▶ [EXERCISE OBJECTIVE] A verbatim copy of every entry is required.

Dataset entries
Content starts

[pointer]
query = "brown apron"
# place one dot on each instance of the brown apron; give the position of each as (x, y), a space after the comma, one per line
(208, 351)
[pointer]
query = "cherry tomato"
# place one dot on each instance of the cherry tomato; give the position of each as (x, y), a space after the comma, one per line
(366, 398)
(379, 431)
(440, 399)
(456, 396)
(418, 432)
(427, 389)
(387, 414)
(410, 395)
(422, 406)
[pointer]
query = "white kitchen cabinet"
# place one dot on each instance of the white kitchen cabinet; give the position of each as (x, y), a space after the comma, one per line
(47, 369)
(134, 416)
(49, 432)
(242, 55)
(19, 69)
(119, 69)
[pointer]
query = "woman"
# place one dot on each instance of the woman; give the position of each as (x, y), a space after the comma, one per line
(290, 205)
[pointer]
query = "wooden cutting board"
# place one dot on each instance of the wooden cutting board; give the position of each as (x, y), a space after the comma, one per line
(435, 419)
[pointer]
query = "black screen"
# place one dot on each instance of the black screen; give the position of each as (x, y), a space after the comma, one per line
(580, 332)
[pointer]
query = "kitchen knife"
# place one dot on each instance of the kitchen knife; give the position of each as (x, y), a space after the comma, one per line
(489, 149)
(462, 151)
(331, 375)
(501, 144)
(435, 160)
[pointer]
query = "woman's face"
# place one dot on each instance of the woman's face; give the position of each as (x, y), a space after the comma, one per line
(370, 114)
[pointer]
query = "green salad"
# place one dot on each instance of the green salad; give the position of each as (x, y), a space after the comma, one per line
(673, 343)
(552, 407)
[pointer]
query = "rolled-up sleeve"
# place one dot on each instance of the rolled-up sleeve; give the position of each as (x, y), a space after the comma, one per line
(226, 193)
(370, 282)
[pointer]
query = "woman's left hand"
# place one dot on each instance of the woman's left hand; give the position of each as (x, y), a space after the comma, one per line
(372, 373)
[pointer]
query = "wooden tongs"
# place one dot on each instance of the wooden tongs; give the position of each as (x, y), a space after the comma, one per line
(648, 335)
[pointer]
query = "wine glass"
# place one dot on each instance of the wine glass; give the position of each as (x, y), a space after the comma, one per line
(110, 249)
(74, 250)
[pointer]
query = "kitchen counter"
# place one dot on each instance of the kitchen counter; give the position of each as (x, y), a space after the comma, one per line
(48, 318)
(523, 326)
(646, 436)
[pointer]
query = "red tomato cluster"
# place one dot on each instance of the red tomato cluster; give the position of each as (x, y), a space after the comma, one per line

Content ends

▶ [SOLUTION FOR THIS TASK]
[pointer]
query = "brown apron"
# place one dot on each instance of the brown apron; give the position of each as (x, y), a space after the comma, one per line
(208, 351)
[pointer]
query = "cherry tomato"
# place one dot on each instance of the cherry tomato; give the position of each as (x, y), a space after the comma, one per line
(366, 398)
(379, 431)
(440, 399)
(456, 396)
(418, 432)
(427, 389)
(387, 414)
(410, 395)
(422, 406)
[pointer]
query = "white kitchen cabinet"
# place one dot on each instance of the white kitchen cabinet; give the position of each as (x, y), a space after the comma, one per line
(47, 369)
(134, 416)
(49, 432)
(242, 55)
(19, 69)
(119, 69)
[pointer]
query = "woman"
# place one dot on each instance of the woman; give the position of each as (x, y), a space after the comma, one per line
(290, 205)
[pointer]
query = "wooden cutting board"
# place one dot on each instance of the wooden cutting board; give the position of each as (x, y), a space after the comma, one per line
(435, 419)
[pointer]
query = "black screen"
# place one dot on each instance of the black screen; give the position of each as (x, y), a space after the comma, one per line
(580, 332)
[pointer]
query = "kitchen knife"
# place one dot on each instance of the kitchen knife; give the position of each as (x, y), a space after the comma, one per line
(489, 149)
(462, 151)
(331, 375)
(501, 144)
(435, 160)
[pointer]
query = "woman's face"
# place one dot on each instance of the woman's face; give the position of each as (x, y), a space after the comma, one per line
(370, 114)
[pointer]
query = "green salad"
# place one dot on each instance of the green salad; give the position of each as (x, y), a space after the comma, one per line
(673, 343)
(552, 407)
[pointer]
query = "rolled-up sleeve"
# place one dot on each instance of the rolled-up sleeve; give the position of each as (x, y), a space after the comma, one per line
(226, 193)
(370, 282)
[pointer]
query = "woman's left hand"
# place one dot on each instance of the woman's left hand; give the position of each as (x, y), a space after the comma, one per line
(372, 373)
[pointer]
query = "wooden tongs"
# place one dot on each instance of the wooden tongs; give the position of each as (x, y), a space after the comma, one per line
(648, 335)
[pointer]
query = "wine glass"
# place one dot on each instance of the wine glass; give the position of each as (x, y), a space after the comma, one per line
(110, 249)
(74, 250)
[pointer]
query = "kitchen counter"
# place one dot on each instance of the kitchen counter; give the position of each as (x, y), a space after the comma, one per line
(48, 318)
(523, 326)
(646, 436)
[pointer]
query = "red tomato cluster"
# place one dot on each instance of the red tomato cluster; give the position of each as (x, y), a space after the comma, one per line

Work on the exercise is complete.